**WORK TASK**
The lines from the first line of the entries through the line containing "# sample shape, e.g. [[115, 152]]" are to be repeated exactly, with both of those lines included.

**RECORD EXCERPTS**

::::::::::

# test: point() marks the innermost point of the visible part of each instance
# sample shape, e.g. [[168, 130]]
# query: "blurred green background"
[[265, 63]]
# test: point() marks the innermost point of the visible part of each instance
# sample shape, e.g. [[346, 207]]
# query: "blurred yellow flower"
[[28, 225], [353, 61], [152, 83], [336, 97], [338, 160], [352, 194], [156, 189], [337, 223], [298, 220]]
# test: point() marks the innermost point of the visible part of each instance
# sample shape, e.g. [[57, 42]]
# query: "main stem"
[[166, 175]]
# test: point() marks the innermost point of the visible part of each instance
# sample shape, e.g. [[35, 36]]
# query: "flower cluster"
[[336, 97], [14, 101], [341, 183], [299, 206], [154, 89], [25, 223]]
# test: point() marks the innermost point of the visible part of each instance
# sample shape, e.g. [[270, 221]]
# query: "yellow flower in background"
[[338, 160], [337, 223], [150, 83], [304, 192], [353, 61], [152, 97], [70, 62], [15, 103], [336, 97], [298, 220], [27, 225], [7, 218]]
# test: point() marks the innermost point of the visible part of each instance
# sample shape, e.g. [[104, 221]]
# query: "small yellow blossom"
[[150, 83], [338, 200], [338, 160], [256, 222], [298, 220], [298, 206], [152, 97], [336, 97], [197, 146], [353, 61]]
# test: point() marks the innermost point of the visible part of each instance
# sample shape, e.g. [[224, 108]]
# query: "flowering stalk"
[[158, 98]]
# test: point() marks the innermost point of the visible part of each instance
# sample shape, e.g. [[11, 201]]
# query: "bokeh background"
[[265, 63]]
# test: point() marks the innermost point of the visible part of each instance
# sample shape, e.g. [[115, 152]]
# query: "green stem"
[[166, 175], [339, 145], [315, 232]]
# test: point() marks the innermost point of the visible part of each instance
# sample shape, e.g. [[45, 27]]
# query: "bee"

::::::::::

**RESULT FOR THIS EXERCISE**
# test: point() marks the innermost point of the visible part of each instance
# sample shape, e.g. [[168, 130]]
# query: "blurred green background"
[[265, 63]]
# test: point() marks the innermost point of the visible part of each instance
# sample shape, e.g. [[346, 207]]
# query: "blurred yellow flower"
[[28, 225], [353, 61], [152, 83], [336, 97], [338, 160], [352, 194], [156, 189], [337, 223], [298, 220]]
# test: point() marks the innermost point of the visible part of each instance
# sample shape, e.g. [[57, 42]]
# query: "main stem"
[[166, 175]]
# test: point() marks the innermost point of the visible part of each instance
# sample shape, e.g. [[35, 36]]
# query: "flower cluster"
[[336, 97], [14, 101], [341, 183], [299, 206], [154, 89], [25, 223]]
# test: point() marks the innermost point of the visible part of each instance
# sample shape, e.g. [[270, 221]]
# query: "yellow flower in background"
[[338, 160], [337, 223], [150, 83], [304, 192], [353, 61], [152, 97], [70, 62], [15, 103], [336, 97], [298, 220], [27, 225], [7, 218]]
# test: point() marks the innermost point of the visible part of each instance
# sample shape, e.g. [[104, 221]]
# query: "small yellow blossom"
[[150, 83], [338, 200], [338, 160], [256, 222], [298, 220], [298, 206], [152, 97], [336, 97], [197, 146], [353, 61]]
# test: point() marks the innermost point of the visible part of each instance
# sample shape, e.g. [[224, 108]]
# query: "flowering stalk"
[[158, 98]]
# test: point() marks the innermost point of the visible part of each instance
# sample shape, e.g. [[11, 201]]
# query: "bokeh background"
[[265, 63]]
# test: point() marks the innermost point of the visible part of each instance
# sample shape, e.g. [[115, 152]]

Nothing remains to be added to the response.